▶ Supplied passage:
--
Does that make sense now?

jch


> 
> Thanks,
> Junxiao.
> 
>> 
>> 	/* We set the blksize from the cluster size for performance */
>> 	stat->blksize = osb->s_clustersize;
Junxiao Bi Dec. 2, 2015, 2:47 a.m. UTC | #4
On 12/02/2015 06:33 AM, John Haxby wrote:
> 
>> On 1 Dec 2015, at 07:08, Junxiao Bi <junxiao.bi@oracle.com
>> <mailto:junxiao.bi@oracle.com>> wrote:
>>
>> On 11/25/2015 05:07 AM, John Haxby wrote:
>>> Some versions of tar assume that files with st_blocks == 0 do not
>>> contain any data and will skip reading them entirely. See also
>>> commit 9206c561554c ("ext4: return non-zero st_blocks for inline data").
>>>
>>> Signed-off-by: John Haxby <john.haxby@oracle.com
>>> <mailto:john.haxby@oracle.com>>
>>> ---
>>> fs/ocfs2/file.c | 8 ++++++++
>>> 1 file changed, 8 insertions(+)
--
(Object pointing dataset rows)
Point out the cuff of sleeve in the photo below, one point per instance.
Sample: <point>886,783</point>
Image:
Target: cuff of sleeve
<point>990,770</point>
--
▶ Exercise details: Please return the ocfs2 patch thread from above in full, word for word.

▶ Reply to the exercise:
Does that make sense now?

jch


> 
> Thanks,
> Junxiao.
> 
>> 
>> 	/* We set the blksize from the cluster size for performance */
>> 	stat->blksize = osb->s_clustersize;
Junxiao Bi Dec. 2, 2015, 2:47 a.m. UTC | #4
On 12/02/2015 06:33 AM, John Haxby wrote:
> 
>> On 1 Dec 2015, at 07:08, Junxiao Bi <junxiao.bi@oracle.com
>> <mailto:junxiao.bi@oracle.com>> wrote:
>>
>> On 11/25/2015 05:07 AM, John Haxby wrote:
>>> Some versions of tar assume that files with st_blocks == 0 do not
>>> contain any data and will skip reading them entirely. See also
>>> commit 9206c561554c ("ext4: return non-zero st_blocks for inline data").
>>>
>>> Signed-off-by: John Haxby <john.haxby@oracle.com
>>> <mailto:john.haxby@oracle.com>>
>>> ---
>>> fs/ocfs2/file.c | 8 ++++++++
>>> 1 file changed, 8 insertions(+)